Task inputs
┌────────
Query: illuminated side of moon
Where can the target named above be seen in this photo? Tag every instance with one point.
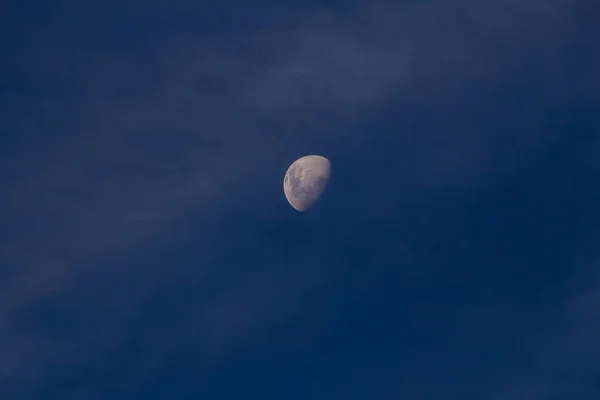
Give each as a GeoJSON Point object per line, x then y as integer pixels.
{"type": "Point", "coordinates": [306, 180]}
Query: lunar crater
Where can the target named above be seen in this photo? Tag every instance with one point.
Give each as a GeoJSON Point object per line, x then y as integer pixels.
{"type": "Point", "coordinates": [306, 180]}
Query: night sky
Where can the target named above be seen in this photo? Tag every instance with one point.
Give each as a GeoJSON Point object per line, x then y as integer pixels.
{"type": "Point", "coordinates": [147, 250]}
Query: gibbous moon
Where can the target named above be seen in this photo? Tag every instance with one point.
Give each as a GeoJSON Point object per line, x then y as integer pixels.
└────────
Whenever the word "Query" appears in a line of the listing, copy out that line.

Your solution
Query: illuminated side of moon
Query: lunar crater
Query: night sky
Query: gibbous moon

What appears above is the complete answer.